• **Work to be completed**
Format every line of the items below as a JSON list of strings, one string per line, with blank lines omitted.

Begin Materials provided

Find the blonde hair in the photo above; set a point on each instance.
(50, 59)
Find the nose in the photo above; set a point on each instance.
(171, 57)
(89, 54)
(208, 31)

End Materials provided

• **Solution**
[
  "Find the blonde hair in the photo above; set a point on each instance.",
  "(50, 59)",
  "Find the nose in the photo above; set a point on each instance.",
  "(171, 57)",
  "(89, 54)",
  "(208, 31)"
]